What do these questions ask about the forum thread on maintaining a healthy weight?
1. From what weight to what weight has Draco90x gone?
2. What two-part advice does Monkey Turned Wolf give?
3. According to jobo, what does Draco90x have instead of being particularly overweight on most of the body?

Document segment
++++++

# How do i maintain my healthy weight ?



## Draco90x (May 2, 2020)

Hello everybody.

Its been a while since ive been losing weight going from 130 kg to 110 right now in this quarantine period.

Any ways am planning to visit a doctor to tell me my healthiest weight.


My strategy is based on nutritional diet.

How to maintain it for the long term ?


----------



## drop bear (May 2, 2020)




----------



## Monkey Turned Wolf (May 2, 2020)

Draco90x said:


> Hello everybody.
> 
> Its been a while since ive been losing weight going from 130 kg to 110 right now in this quarantine period.
> 
> ...


If you've lost 20 kg, you probably already know, but...eat less, workout more.


----------



## Draco90x (May 15, 2020)

thanks yall


----------



## jobo (May 15, 2020)

Draco90x said:


> this is my current physique.
> 
> what is my morphology ?
> 
> ...


posture mate, if your going to lean back and stick your belly out your going to look fat, stand up straight and hold your abs in tension and stick your chest out and, well thats it, train your abs to hold your organs in place instread of spilling over your belt and your shoulders to go back a bit and you will look fine


----------



## Draco90x (May 15, 2020)

jobo said:


> posture mate, if your going to lean back and stick your belly out your going to look fat, stand up straight and hold your abs in tension and stick your chest out and, well thats it, train your abs to hold your organs in place instread of spilling over your belt and your shoulders to go back a bit and you will look fine


Thanks mate a lot of things need to be corrected.

just please remove those picture links from your quote.

no offense though.


----------



## jobo (May 15, 2020)

Draco90x said:


> Thanks mate a lot of things need to be corrected.
> 
> just please remove those picture links from your quote.
> 
> no offense though.


 have a look on you tube thers lot of good resources for correcting posture.


you are not particularly over weight, on most of your body, what you have is a distended stomach, that is your organs have dropped as the abs are to weak to hold them in place


----------



## Draco90x (May 15, 2020)

jobo said:


> have a look on you tube thers lot of good resources for correcting posture.
> 
> 
> you are not particularly over weight, on most of your body, what you have is a distended stomach, that is your organs have dropped as the abs are to weak to hold them in place


what are the best workouts for this type of issues ? i mean the organs drop.

++++++

Data entries
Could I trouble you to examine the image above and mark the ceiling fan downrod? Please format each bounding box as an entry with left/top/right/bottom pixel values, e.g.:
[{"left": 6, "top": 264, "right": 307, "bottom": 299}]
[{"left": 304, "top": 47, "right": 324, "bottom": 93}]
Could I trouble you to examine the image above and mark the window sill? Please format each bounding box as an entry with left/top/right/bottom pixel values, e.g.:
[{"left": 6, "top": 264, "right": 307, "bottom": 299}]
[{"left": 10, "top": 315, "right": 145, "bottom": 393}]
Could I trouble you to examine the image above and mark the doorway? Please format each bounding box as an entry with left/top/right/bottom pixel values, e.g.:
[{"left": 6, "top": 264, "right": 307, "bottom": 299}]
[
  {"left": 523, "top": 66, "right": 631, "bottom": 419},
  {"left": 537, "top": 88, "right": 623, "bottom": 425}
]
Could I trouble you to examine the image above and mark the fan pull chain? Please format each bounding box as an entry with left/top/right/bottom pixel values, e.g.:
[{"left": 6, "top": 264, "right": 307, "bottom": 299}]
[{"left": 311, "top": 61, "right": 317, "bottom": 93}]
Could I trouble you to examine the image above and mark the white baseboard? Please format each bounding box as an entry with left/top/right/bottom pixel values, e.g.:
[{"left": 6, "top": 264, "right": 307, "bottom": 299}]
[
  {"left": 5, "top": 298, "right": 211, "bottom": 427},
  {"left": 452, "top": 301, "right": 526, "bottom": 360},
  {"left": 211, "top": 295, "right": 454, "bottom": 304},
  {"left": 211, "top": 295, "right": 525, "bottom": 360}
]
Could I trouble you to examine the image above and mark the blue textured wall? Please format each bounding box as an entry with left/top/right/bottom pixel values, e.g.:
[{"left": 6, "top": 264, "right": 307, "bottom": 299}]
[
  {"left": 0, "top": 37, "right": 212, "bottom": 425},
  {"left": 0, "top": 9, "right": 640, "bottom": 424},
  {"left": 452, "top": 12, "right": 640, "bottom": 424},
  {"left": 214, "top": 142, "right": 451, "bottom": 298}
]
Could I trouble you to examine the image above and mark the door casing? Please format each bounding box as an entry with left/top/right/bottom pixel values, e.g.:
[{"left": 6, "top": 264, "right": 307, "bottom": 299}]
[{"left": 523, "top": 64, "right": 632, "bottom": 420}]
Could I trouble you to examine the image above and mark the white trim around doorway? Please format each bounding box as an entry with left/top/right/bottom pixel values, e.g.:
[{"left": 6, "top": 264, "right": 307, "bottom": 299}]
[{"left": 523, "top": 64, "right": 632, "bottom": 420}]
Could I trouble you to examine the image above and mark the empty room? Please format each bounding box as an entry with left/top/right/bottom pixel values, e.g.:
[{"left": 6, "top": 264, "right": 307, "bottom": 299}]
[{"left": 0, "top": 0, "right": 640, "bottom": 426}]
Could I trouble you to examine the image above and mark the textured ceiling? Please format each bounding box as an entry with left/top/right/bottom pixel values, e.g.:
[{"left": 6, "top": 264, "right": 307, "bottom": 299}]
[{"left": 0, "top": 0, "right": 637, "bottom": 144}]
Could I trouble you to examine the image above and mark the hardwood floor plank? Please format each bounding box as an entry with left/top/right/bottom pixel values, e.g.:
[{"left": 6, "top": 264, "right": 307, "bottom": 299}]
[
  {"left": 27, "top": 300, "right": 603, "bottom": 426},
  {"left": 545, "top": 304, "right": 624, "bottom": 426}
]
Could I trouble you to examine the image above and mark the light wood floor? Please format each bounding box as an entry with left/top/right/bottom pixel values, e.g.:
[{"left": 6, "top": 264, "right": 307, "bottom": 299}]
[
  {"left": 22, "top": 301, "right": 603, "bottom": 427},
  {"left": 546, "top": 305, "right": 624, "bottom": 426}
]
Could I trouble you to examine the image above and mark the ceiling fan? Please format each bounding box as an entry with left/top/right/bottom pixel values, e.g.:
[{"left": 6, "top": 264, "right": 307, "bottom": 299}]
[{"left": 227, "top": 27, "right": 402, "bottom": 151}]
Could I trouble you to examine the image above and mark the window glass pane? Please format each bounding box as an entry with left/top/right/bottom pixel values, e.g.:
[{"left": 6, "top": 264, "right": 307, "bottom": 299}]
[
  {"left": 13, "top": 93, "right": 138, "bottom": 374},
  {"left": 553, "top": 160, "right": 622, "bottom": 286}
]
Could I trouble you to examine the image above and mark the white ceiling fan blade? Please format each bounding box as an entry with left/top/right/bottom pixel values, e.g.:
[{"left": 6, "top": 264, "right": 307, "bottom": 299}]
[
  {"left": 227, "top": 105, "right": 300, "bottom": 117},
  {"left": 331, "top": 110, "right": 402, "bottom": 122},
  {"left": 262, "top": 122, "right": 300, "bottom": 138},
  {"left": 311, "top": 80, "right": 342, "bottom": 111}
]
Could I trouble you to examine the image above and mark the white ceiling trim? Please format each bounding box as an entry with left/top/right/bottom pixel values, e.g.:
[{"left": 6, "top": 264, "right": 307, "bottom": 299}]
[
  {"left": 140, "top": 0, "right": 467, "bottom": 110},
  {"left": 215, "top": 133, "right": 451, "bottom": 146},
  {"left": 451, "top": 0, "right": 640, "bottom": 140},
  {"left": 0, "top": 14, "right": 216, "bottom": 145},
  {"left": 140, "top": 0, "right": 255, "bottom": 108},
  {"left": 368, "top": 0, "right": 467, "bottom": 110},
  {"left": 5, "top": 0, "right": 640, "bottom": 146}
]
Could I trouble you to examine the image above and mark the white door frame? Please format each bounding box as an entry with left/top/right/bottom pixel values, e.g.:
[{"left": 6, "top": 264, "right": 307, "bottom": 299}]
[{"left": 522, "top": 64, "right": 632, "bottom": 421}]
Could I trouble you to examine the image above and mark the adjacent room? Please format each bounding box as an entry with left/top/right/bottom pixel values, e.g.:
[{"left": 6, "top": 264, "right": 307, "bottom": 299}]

++++++

Solution to the exercise
1. From 130 kg to 110 kg.
2. Eat less and work out more.
3. A distended stomach, meaning the organs have dropped because the abs are too weak to hold them in place.